■ **REQUIRED WORK**
Only the lines from the one containing "A single pin marks each instance of the seated" through the one containing "Query: seated man in background" should be printed, exactly as they appear below, with both ends included.

____ INPUT

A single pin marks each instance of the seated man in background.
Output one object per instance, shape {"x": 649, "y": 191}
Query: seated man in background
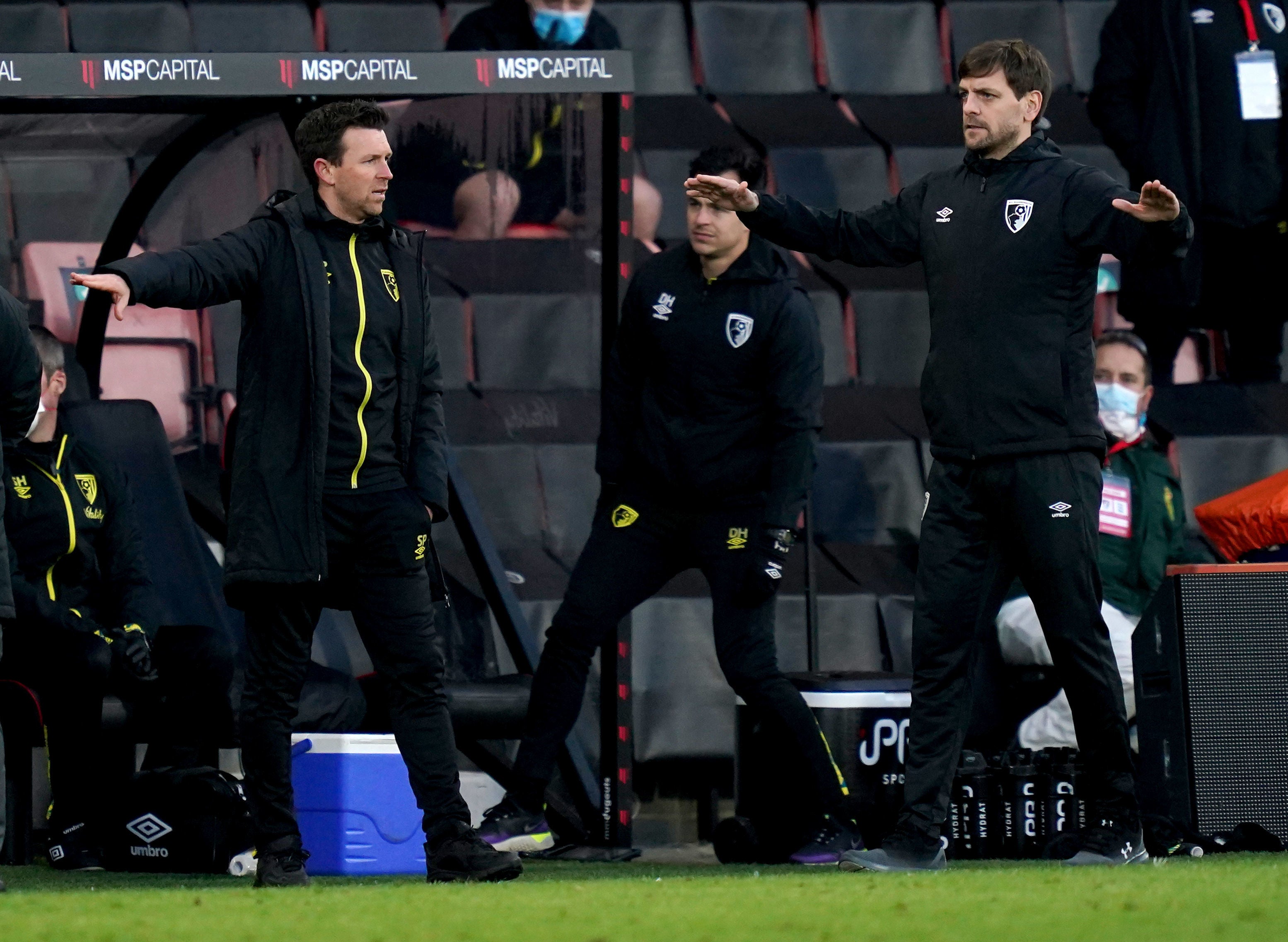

________
____ INPUT

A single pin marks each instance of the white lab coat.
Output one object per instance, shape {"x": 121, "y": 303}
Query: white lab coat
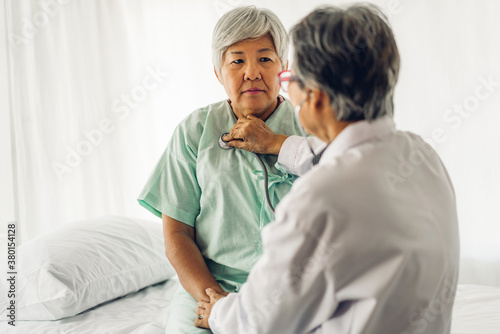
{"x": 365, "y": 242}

________

■ **RESPONSE AREA**
A single pin marks each instance of the seated man in background.
Output one object per instance, shape {"x": 649, "y": 191}
Query: seated man in background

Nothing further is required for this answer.